Provided data —
::::::
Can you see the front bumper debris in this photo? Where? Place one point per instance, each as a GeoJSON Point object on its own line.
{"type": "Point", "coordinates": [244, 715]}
::::::
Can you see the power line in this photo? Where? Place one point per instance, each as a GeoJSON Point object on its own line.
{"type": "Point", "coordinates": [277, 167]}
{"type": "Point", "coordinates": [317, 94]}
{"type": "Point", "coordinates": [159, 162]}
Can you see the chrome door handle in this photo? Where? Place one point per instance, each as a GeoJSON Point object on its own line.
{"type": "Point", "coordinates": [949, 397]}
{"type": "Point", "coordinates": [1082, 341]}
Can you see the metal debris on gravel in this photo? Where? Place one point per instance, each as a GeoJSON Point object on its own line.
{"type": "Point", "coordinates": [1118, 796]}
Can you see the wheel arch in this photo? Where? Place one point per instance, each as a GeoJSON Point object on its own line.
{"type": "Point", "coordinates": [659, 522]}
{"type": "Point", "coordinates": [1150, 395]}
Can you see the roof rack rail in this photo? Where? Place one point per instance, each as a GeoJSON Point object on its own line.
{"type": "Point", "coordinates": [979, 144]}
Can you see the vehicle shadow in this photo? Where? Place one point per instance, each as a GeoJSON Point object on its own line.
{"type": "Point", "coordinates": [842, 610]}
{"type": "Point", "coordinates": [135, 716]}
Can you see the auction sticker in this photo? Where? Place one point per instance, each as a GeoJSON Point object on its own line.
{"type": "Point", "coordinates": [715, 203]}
::::::
Pick out each row above that contains the word "debris" and copy it in full. Matching is case-sensitive.

Answer to this exercise —
Can you see the front bumper debris in this photo? Where? Place one point per instance, each as a GeoJSON Point object on its own line.
Can you see the metal debris on gravel in this photo? Where? Place one point per instance, each as a GeoJSON Point object on its own line.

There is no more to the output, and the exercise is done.